(Saved entries)
..........
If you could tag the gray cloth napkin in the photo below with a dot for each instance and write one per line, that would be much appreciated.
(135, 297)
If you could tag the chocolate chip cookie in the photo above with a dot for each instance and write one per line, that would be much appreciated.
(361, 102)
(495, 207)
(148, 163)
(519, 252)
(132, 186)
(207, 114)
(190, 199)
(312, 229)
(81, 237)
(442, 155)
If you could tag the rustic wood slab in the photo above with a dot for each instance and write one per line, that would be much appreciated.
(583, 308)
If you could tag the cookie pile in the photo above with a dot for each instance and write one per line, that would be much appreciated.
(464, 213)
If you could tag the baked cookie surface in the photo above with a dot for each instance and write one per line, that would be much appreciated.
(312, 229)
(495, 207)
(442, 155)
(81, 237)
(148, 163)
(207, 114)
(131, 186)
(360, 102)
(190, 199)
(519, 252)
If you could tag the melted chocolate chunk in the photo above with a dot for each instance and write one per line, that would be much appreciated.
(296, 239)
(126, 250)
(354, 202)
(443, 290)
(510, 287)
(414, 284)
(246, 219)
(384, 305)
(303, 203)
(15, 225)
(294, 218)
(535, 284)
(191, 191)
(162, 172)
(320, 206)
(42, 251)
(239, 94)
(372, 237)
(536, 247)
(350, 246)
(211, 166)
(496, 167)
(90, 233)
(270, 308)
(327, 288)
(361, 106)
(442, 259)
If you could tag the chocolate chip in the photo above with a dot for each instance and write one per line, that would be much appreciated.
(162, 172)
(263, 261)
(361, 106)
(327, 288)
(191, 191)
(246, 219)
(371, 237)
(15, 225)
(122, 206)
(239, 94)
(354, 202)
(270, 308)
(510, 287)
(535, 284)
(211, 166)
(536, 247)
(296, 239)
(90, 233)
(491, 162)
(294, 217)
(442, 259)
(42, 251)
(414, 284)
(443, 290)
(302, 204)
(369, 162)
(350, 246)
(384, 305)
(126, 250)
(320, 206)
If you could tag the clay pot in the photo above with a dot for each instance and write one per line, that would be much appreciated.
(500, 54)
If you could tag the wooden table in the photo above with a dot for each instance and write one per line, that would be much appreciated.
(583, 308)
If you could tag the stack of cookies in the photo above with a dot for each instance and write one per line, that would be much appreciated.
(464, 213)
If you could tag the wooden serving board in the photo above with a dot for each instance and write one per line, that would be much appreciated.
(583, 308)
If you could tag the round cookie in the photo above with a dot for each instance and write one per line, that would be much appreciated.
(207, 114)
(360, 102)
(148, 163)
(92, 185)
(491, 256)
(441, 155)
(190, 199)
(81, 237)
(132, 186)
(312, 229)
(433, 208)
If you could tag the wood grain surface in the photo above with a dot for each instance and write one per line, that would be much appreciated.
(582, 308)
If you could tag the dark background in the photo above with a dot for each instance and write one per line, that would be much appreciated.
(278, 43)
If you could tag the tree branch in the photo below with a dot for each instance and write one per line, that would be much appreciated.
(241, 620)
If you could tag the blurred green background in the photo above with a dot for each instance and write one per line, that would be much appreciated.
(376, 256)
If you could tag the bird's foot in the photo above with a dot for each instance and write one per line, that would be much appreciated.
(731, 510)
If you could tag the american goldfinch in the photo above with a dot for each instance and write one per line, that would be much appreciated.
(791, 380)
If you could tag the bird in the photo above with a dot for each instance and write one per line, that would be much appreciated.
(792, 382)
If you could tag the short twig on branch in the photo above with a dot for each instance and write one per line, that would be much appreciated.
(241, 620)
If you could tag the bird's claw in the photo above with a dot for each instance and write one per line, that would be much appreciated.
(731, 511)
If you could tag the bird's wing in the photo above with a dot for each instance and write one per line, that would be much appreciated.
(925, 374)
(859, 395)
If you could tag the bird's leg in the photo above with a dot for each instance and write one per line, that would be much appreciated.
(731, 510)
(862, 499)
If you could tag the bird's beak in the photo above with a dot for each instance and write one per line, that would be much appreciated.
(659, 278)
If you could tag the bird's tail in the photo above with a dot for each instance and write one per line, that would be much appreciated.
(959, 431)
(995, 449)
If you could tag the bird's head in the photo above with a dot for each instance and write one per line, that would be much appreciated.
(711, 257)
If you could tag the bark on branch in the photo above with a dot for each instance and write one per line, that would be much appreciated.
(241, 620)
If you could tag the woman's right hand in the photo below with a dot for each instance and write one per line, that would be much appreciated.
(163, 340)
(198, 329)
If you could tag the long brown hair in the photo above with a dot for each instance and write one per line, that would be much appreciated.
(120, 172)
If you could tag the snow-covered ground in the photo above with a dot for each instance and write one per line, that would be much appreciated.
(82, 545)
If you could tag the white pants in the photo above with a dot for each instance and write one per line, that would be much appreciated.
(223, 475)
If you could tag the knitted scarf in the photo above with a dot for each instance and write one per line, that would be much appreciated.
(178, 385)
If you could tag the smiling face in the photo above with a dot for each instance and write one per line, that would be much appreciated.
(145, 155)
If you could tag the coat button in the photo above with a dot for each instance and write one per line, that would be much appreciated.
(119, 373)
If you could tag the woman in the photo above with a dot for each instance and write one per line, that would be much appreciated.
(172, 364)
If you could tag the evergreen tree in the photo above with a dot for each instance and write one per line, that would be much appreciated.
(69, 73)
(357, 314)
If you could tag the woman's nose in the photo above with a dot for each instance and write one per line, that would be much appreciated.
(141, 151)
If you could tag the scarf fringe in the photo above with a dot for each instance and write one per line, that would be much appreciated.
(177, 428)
..........
- _Task directions_
Starting from the line containing "If you could tag the white", repeat each line through the end of the entries, exactly.

- _Task solution_
If you could tag the white pants in the photo above with a dot for each instance and write one per line, that would be much appreciated.
(223, 475)
If you could tag the knitted scarf in the photo above with a dot for each instance and write one per line, that would be much appreciated.
(178, 385)
If you could tag the smiling face in the photo above with a dot for each instance and write one per line, that would be much appreciated.
(145, 155)
If you could tag the coat button in the photo above with a dot for each instance and write one per line, that would be much appreciated.
(119, 373)
If you could tag the woman in the photo above with a dot for each instance and write one per line, that would be much appreciated.
(172, 364)
If you could tag the evergreen tree in the photo above with a dot for each instance and write one per line, that would be much appreciated.
(69, 73)
(357, 314)
If you could tag the woman's nose in the photo above with a dot for each instance and write one per line, that would be much appreciated.
(141, 151)
If you could tag the scarf fringe in the photo above with a dot for each instance and write one per line, that would be much appreciated.
(177, 428)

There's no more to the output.